### Brief
Rewrite the part of the items below that opens with the line containing "the metal pot" and closes with the line containing "(1081, 595)" as a Markdown table, with each line's row number under "No." and the line under "Line". Omit blank lines.

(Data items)
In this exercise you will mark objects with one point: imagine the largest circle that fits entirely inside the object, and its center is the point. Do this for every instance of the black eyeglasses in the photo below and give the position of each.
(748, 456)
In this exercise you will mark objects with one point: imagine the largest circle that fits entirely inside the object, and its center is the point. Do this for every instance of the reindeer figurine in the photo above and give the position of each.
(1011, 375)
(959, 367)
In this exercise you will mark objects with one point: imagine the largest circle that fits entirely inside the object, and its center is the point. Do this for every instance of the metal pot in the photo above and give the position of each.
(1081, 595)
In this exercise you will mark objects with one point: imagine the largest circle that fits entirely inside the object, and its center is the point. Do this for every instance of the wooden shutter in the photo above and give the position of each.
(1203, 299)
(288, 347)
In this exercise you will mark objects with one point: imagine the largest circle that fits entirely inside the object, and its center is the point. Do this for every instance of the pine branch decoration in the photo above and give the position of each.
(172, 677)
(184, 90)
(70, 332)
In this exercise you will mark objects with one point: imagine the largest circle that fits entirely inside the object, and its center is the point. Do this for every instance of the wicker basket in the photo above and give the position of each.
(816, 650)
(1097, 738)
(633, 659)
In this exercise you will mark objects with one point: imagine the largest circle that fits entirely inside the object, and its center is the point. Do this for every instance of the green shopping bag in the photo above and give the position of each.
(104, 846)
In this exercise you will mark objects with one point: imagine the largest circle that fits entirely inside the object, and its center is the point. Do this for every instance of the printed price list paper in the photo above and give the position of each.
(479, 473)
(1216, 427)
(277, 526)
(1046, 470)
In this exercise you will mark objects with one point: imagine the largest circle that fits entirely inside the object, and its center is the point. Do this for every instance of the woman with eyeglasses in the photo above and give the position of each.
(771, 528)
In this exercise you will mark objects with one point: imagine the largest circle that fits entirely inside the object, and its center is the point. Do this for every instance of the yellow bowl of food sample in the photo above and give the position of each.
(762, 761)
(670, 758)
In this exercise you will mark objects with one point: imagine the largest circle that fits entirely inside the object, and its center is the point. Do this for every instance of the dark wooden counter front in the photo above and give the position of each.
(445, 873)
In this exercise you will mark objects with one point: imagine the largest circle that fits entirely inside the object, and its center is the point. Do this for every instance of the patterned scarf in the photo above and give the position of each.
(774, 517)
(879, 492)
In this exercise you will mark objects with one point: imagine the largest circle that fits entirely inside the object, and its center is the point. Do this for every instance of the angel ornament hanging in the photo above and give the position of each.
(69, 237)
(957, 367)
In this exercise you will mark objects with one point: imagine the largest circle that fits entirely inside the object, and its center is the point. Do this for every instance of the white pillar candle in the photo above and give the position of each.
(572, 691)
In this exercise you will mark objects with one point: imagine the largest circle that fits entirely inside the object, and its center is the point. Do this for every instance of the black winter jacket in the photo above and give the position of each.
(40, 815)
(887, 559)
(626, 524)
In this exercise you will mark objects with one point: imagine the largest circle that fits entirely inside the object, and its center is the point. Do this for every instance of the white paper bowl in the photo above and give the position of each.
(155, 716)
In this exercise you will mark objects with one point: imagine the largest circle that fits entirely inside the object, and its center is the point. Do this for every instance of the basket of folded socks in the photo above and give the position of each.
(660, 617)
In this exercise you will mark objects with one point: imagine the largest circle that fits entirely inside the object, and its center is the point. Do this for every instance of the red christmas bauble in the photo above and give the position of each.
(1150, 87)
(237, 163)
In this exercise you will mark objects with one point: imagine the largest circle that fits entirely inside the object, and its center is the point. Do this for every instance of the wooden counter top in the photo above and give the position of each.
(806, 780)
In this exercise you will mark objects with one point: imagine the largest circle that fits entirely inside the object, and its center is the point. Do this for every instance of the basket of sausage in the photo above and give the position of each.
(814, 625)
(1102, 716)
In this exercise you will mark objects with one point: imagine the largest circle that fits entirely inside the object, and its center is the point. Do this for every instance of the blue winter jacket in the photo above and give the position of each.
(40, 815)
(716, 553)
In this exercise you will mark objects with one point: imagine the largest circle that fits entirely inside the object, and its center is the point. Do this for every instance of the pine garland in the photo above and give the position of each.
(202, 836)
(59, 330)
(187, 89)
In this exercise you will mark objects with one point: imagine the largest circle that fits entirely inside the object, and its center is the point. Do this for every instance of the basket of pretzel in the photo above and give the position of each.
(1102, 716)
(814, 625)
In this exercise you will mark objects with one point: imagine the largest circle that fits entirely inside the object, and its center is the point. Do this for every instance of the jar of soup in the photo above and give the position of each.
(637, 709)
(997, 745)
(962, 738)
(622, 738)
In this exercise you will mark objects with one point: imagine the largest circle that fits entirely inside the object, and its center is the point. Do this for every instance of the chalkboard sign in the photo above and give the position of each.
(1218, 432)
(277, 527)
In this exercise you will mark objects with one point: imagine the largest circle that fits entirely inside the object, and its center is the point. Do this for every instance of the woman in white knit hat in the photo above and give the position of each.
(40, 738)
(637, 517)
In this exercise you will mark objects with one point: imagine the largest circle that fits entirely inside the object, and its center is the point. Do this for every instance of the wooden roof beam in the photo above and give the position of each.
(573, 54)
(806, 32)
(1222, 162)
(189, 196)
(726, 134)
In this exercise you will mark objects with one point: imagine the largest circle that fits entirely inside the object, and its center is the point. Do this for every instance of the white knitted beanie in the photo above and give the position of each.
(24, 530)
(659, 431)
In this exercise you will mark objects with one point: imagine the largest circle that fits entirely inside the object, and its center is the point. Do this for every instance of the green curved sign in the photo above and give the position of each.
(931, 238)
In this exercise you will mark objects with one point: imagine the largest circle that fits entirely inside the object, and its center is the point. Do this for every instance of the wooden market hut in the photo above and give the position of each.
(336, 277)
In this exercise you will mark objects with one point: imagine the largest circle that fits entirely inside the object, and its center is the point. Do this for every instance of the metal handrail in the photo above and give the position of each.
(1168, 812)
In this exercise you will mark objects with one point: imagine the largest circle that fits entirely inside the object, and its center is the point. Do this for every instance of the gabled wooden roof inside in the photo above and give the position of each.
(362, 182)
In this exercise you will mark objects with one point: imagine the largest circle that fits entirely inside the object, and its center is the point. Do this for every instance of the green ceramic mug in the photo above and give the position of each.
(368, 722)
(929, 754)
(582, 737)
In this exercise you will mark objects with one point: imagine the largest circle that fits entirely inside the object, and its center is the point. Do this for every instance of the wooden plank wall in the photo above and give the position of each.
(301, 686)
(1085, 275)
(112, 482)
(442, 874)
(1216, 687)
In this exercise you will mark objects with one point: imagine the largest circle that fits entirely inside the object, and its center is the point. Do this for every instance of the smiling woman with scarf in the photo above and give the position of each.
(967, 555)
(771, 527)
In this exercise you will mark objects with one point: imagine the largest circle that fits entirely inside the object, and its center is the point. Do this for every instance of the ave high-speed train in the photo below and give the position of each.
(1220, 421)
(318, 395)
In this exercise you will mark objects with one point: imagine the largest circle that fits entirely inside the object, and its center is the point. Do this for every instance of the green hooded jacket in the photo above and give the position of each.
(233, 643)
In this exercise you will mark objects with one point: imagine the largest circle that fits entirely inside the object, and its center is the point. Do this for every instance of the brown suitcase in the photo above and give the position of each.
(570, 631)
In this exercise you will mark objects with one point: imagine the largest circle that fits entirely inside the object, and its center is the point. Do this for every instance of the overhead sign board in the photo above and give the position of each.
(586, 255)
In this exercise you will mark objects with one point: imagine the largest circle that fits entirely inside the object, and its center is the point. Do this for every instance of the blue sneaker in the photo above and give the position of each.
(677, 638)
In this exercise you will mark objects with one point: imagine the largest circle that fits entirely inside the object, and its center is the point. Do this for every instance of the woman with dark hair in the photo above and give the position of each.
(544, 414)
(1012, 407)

### The answer
| No. | Line |
|---|---|
| 1 | In this exercise you will mark objects with one point: imagine the largest circle that fits entirely inside the object, and its center is the point. Do this for every instance of the metal pot in the photo above and give the position of each. |
| 2 | (1081, 595) |